» Work task
With the records as your source, report how many lines contain "bark". Add no other words.

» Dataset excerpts
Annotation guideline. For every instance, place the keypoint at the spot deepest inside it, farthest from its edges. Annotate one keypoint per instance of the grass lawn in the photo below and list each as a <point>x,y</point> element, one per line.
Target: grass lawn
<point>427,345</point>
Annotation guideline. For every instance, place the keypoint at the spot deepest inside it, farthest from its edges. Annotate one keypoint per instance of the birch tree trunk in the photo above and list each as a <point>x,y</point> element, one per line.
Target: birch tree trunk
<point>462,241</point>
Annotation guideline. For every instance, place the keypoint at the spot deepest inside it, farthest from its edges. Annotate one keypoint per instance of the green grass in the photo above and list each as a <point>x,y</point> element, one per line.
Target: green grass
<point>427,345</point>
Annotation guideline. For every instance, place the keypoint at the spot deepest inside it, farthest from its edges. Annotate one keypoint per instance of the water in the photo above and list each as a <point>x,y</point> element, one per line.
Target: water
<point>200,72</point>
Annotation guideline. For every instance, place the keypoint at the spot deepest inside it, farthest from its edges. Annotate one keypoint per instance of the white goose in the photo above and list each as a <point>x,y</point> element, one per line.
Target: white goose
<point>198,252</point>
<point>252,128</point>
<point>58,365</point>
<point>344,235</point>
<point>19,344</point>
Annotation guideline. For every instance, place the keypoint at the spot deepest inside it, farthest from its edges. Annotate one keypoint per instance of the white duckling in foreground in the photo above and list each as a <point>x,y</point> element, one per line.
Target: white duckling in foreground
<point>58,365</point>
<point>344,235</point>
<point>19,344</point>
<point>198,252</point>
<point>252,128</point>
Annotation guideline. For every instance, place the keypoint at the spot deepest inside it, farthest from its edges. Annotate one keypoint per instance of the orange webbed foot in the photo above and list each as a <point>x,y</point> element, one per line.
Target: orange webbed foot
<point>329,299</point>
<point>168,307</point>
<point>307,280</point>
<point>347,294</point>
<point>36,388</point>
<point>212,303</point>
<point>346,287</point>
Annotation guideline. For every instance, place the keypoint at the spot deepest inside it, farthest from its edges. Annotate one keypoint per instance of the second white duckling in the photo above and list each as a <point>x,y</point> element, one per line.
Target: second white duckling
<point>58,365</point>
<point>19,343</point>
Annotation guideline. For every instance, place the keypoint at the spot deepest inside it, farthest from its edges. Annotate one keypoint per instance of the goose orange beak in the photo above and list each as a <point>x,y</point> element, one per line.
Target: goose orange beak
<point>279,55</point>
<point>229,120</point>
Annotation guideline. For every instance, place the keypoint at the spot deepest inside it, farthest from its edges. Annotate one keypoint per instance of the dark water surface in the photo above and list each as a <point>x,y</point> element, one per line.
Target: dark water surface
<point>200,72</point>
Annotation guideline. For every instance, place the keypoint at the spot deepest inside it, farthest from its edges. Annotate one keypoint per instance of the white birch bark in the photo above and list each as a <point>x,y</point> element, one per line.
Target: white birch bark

» Written solution
2